Activity »
I would like every record reproduced exactly, with the pictures left out.

Dataset extract »

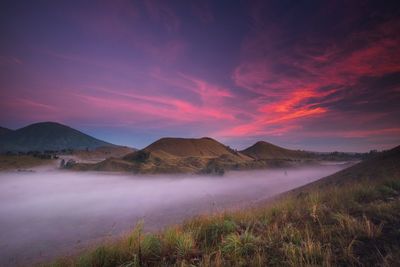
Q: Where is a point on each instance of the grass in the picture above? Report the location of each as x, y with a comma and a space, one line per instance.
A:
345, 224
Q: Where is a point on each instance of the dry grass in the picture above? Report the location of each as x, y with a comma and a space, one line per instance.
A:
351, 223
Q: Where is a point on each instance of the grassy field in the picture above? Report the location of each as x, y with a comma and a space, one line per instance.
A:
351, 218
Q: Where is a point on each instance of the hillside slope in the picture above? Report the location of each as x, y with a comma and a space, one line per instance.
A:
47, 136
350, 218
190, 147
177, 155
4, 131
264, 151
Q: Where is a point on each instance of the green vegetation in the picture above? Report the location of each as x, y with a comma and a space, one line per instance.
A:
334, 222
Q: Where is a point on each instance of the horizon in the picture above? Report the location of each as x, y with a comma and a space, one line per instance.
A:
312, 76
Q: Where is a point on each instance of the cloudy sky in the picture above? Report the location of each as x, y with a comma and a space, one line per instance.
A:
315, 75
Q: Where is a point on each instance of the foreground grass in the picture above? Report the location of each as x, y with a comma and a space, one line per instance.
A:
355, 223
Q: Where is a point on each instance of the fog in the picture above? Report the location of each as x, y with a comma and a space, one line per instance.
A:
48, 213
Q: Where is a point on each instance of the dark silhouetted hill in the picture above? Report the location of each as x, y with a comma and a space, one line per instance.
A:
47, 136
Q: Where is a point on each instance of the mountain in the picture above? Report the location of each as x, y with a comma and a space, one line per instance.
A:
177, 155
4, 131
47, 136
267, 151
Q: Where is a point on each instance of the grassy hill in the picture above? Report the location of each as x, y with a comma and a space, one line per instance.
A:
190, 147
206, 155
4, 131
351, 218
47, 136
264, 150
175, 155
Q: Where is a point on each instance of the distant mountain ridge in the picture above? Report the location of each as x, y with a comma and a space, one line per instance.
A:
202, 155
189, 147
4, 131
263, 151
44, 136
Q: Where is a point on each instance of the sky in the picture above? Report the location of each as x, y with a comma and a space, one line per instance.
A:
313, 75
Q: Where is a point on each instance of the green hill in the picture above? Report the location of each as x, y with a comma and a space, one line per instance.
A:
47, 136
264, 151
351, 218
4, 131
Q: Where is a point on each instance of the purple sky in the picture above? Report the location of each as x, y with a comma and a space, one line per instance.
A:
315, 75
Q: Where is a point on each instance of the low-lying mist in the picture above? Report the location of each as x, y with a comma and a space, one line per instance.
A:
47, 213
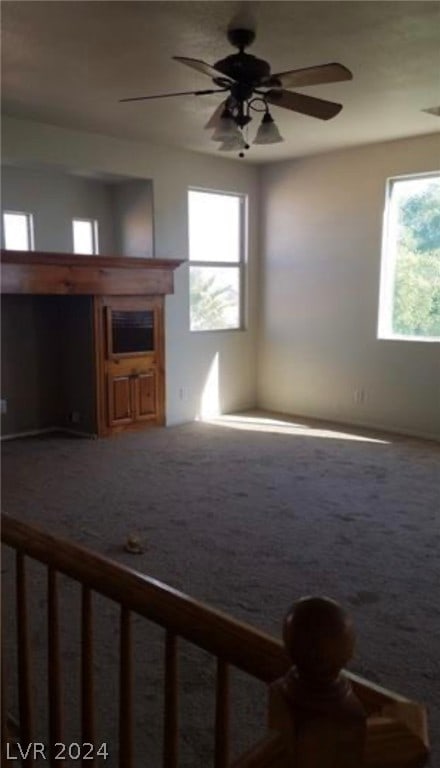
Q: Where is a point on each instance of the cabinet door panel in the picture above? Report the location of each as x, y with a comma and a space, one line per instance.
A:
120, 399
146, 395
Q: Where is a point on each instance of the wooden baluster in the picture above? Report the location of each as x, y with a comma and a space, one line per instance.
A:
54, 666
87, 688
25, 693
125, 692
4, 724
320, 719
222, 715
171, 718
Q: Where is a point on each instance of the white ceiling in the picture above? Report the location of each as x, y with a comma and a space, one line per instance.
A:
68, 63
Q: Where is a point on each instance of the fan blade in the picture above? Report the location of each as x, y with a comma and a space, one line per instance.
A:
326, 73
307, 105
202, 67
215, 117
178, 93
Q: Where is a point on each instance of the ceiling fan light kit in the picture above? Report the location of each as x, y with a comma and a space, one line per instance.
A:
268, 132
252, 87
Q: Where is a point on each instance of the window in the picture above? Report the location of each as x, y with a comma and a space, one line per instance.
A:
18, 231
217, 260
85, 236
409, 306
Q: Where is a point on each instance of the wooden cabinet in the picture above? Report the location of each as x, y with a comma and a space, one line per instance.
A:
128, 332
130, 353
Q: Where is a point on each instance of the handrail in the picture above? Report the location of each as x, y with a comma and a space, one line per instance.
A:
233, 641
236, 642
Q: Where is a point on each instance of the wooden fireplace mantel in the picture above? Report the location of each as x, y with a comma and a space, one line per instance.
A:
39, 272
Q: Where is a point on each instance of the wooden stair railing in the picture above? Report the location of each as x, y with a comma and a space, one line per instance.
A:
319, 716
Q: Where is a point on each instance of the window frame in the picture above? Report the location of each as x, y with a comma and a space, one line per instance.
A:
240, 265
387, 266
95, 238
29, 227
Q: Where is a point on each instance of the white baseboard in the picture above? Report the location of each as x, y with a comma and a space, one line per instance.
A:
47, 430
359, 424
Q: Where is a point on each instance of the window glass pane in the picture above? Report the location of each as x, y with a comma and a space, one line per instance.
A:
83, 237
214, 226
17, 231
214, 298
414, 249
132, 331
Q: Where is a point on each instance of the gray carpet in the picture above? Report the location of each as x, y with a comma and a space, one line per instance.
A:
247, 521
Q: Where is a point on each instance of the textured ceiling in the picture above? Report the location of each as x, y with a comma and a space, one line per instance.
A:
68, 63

Your solution »
Q: Where is a point on each instance of the grass in the picture above? Report the location of each as x, y with a comma and a space, one line per instance.
A:
345, 224
Q: Where is a point on each instance of the dry grass in the picture above? Report the location of each as x, y with a comma and a space, one line per instance.
A:
351, 223
Q: Where is a point on each instance of the grassy field in the picture above? Report the location of each as x, y with a comma and a space, one line per instance.
A:
351, 218
Q: Where is a point on each instance of the hillside slope in the picture above? Report the location of each as x, y with a comma and a space, one line per instance.
A:
47, 136
350, 218
190, 147
177, 155
4, 131
264, 151
Q: Where is a point on each instance of the green vegetation in the picture above? Report the location of each as x, y with a comma and a space, one line per instance.
A:
334, 222
Q: Where is a point on each instance of the horizon in the picture above? Report the location of each as x, y with a comma and a space, one line per instance.
A:
312, 76
Q: Where is a point on each instance of the cloudy sky in the picture above? Report the location of each as x, y with a comma and a space, one line per instance.
A:
315, 75
Q: Where is a point on each instance of the foreground grass in the picture above? Report the location of each as x, y with a comma and a space, one line per instance.
A:
355, 223
Q: Where is a point on each instance of the fog in the picture above? Report the location of each as x, y with a comma and a space, one line per instance.
A:
48, 213
Q: Where is a point on each instance of the dark silhouetted hill in the picture above? Report the location of each as x, y with a comma and a space, one line per instance.
A:
47, 136
Q: Where is a point on each instance of the mountain in the picture above? Report the location of each as x, y with a comma and a space, one line per instance.
A:
177, 155
4, 131
47, 136
267, 151
Q: Where is a point on each instance of the grassy hill in the picture above? Report the location of each as x, y with a comma and a space, one line per instance.
A:
190, 147
206, 155
4, 131
351, 218
47, 136
264, 150
175, 155
Q: Where is a point on each instance of the distant mountain ridge in the picture above? Report the location of each as x, y with a comma and a space, one line per instance.
A:
202, 155
189, 147
4, 131
263, 151
44, 136
Q: Where is a point on each instance of the sky in the picture above? Report the location of each as x, y with a comma and a space, one line per instance.
A:
313, 75
Q: Where is a point on each instance of the green hill in the picture above? Report the location of each as x, y with a comma and a space, one line per instance.
A:
47, 136
264, 151
351, 218
4, 131
Q: Where is a point on each instance of the purple sky in the picture above? Report the location of each as x, y with a comma and a space, one line per instance.
A:
315, 75
Q: Where is a point on each instance of the low-lying mist in the picture above? Report the location of each as x, y with a comma and a space, one line per instance.
A:
47, 213
Q: Where is a point on each instance of the cabinet door panel in the picture above? Report the location of each as x, y with a comma and a space, one line per instance.
A:
120, 399
146, 395
Q: Where is a point on each instance of the wooden baluster in the picture above? Report the location of each as x, y with a comma and a space, one line per instance.
A:
54, 666
87, 688
25, 693
125, 692
4, 724
320, 719
222, 715
171, 718
Q: Where is a point on each instance of the white ceiling in the picture above? Report the location of each as x, y with a comma and a space, one line per instance.
A:
68, 63
Q: Where is a point on each instance of the fan blade in the picture above? Report the location of each as x, y with a comma and a space, one line per instance.
A:
326, 73
307, 105
202, 67
215, 117
178, 93
Q: Where is a point on each instance of the ceiling fan light kit in the picture above? Report the location of each as x, y with a comma and a space, one line per instance.
A:
268, 132
252, 87
Q: Where is a point on each instance of the window in the picture above? Report the location of each as x, y with a comma and a space, one line per instance.
A:
18, 231
217, 260
85, 236
409, 306
Q: Where is a point on each instance of the wooden cabinet in the picture above? Report the location of each as x, y with a comma and a space, one line per instance.
A:
128, 332
130, 353
Q: Where is a point on each instance of the handrail in the picture above? Report the location of each as x, y with a comma and a space, one line per instance.
A:
233, 641
236, 642
Q: Where is a point on each instance of the wooden fireplace mantel in the picture above? Report the location of each as x, y with a comma and a space, one line per instance.
A:
39, 272
Q: Where is a point on each instance of the wooden stair railing in the picture above? Report the location of each as x, y with a comma and a space, one line per instance.
A:
319, 716
Q: Where is a point on each instance of the window frame in the picture above? Report the location of each as x, y with a comma and a space, one line per instance.
A:
240, 265
387, 266
95, 238
29, 227
Q: Where is a point on each instance of the white baseboard in the picture above? Report the location of each as x, y with a comma and a space, one line per instance.
A:
47, 430
359, 424
Q: Where is a point on each instance of the window glass pane in the picture above? Report the location of each as x, y with a comma and a space, one line per instance.
A:
83, 237
214, 226
17, 231
214, 298
414, 249
132, 331
Q: Where is a point on each instance of the gray carpet in the picture above? Report the location of each as x, y with a comma and a space, one line per instance.
A:
247, 521
Q: Where is a point on each instance of the textured ceiling in the picture above? Report the location of each as x, y with a comma and a space, one line per instance.
A:
68, 63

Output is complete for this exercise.